━━━━━ ENTRIES PROVIDED
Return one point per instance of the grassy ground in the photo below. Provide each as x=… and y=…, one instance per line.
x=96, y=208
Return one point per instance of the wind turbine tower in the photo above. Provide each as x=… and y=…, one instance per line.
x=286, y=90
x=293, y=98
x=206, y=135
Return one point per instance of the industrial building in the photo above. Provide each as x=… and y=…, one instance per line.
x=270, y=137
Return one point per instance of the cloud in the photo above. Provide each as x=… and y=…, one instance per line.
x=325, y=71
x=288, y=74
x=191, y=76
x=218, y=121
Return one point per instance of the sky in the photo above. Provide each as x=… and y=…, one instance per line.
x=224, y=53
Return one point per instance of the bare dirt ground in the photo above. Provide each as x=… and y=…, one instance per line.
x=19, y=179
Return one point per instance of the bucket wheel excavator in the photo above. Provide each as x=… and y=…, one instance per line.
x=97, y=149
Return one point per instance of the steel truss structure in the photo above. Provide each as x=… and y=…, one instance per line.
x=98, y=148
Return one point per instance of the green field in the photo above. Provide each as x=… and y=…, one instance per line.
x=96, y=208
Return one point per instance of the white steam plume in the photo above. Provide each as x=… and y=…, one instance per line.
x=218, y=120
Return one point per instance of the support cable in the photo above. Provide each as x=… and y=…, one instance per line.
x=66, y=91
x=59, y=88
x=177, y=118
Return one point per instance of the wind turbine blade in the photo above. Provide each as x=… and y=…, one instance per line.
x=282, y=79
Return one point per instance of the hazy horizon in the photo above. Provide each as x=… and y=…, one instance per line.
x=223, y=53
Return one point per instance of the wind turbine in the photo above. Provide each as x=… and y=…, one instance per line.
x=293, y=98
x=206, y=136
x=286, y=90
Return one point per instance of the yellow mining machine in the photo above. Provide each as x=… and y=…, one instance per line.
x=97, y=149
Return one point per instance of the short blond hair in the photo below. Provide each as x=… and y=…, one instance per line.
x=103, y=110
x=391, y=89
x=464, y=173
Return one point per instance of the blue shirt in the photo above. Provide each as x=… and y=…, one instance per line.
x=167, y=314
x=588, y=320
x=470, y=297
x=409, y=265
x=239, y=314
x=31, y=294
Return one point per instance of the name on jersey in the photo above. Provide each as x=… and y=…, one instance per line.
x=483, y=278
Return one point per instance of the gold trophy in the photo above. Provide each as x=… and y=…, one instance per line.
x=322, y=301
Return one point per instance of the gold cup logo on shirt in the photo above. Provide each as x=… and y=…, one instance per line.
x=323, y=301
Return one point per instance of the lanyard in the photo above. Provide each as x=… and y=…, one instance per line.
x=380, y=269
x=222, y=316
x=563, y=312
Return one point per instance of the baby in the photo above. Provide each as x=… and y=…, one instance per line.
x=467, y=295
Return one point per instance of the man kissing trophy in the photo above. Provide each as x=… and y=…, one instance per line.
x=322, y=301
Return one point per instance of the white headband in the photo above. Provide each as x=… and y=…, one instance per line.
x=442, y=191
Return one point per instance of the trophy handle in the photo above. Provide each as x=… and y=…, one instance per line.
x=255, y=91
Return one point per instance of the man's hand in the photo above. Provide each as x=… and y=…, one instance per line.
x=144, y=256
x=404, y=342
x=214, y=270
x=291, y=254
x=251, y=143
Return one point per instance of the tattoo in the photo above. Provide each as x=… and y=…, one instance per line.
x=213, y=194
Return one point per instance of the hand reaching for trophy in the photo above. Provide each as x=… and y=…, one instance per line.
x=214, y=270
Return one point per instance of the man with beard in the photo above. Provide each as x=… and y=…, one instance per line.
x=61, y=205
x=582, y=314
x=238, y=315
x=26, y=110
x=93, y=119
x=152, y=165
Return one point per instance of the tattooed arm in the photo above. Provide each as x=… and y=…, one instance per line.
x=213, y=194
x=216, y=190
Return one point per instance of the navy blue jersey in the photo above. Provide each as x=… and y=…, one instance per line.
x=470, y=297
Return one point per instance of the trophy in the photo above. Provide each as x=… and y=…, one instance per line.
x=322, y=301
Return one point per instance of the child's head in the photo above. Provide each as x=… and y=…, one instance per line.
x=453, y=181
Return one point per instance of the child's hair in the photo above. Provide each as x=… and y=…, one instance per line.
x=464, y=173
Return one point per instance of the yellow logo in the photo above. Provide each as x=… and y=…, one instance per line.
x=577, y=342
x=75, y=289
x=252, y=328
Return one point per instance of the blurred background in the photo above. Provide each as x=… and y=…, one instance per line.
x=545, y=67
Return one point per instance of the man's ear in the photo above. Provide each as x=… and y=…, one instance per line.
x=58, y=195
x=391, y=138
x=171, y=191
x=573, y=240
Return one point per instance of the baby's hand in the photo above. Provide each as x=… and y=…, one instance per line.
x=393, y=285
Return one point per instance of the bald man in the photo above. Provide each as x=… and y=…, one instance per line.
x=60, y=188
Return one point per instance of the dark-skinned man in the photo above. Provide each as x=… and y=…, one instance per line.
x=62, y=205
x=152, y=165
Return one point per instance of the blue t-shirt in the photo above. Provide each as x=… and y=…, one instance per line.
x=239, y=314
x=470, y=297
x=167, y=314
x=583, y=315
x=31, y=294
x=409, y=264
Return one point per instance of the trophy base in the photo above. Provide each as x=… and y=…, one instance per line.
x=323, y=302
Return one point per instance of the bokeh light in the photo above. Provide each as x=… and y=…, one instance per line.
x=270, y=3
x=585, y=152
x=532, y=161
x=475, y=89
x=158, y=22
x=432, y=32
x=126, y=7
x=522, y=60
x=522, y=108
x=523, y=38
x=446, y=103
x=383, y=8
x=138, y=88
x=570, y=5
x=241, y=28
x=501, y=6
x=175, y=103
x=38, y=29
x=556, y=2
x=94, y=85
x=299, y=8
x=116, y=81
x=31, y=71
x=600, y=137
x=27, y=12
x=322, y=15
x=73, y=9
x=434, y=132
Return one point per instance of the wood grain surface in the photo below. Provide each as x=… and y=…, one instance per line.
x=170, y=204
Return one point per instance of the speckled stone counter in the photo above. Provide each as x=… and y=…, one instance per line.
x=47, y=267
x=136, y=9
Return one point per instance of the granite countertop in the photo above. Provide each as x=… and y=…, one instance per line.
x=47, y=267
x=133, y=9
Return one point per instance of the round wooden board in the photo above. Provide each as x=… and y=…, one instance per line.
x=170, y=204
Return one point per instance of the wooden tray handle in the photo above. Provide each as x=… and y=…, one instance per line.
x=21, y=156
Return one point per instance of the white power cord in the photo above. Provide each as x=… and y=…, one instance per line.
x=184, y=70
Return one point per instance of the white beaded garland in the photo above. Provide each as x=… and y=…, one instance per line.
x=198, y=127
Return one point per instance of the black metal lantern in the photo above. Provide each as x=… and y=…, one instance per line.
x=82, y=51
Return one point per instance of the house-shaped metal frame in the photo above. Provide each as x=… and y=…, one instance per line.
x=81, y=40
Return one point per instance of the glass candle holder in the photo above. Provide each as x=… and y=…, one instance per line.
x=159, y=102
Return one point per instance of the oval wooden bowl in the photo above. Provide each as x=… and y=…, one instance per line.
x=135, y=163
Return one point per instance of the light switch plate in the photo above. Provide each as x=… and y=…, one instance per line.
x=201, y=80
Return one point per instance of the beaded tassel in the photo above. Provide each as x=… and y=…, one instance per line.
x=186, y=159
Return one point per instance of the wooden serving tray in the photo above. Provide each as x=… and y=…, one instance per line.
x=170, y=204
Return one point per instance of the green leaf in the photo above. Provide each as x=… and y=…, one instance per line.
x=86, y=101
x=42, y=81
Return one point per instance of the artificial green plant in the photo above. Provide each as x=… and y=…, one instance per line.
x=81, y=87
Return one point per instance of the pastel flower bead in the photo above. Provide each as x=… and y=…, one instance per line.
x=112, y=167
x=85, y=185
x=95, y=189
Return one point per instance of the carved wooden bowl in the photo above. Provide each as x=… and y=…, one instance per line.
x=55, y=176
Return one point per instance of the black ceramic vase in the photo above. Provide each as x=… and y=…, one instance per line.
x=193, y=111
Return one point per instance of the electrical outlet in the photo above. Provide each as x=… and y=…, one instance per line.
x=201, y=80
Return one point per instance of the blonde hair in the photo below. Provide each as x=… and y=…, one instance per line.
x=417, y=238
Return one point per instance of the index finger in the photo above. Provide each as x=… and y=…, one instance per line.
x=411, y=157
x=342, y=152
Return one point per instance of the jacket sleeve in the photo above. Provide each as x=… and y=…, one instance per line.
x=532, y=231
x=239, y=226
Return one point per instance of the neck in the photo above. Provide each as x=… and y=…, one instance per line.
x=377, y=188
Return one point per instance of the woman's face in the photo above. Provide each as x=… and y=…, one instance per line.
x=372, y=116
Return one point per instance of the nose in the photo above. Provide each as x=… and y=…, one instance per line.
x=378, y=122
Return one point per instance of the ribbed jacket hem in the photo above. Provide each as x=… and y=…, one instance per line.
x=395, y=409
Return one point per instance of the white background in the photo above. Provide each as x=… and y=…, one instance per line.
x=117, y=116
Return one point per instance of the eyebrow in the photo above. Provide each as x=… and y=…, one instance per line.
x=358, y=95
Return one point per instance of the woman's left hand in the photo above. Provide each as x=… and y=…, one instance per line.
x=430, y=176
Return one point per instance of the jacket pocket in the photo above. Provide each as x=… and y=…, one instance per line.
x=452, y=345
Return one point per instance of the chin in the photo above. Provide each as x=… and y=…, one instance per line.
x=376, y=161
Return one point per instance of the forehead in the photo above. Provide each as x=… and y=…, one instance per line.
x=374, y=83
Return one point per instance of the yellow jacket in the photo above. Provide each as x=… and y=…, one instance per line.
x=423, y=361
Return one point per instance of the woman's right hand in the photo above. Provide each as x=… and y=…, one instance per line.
━━━━━━━━━━
▸ **THE EXERCISE**:
Copy the items starting at the line with "Return one point per instance of the green field" and ending at the line with "x=223, y=53", swapping "white steam plume" for "white smoke plume" and leaving everything else unchanged.

▸ **THE RESULT**:
Return one point per instance of the green field in the photo above. Provide each as x=… and y=…, one instance per line.
x=96, y=208
Return one point per instance of the white smoke plume in the photo above. Provide each as x=… and y=…, one instance per line.
x=218, y=120
Return one point per instance of the support cable in the photo above. Provide each as x=… and y=…, one instance per line.
x=66, y=91
x=59, y=88
x=177, y=118
Return one point per instance of the wind turbine blade in the photo above. Provide each as x=… and y=…, one instance per line.
x=282, y=79
Return one point per instance of the hazy horizon in the photo above. Provide each as x=… and y=…, one instance per line.
x=223, y=53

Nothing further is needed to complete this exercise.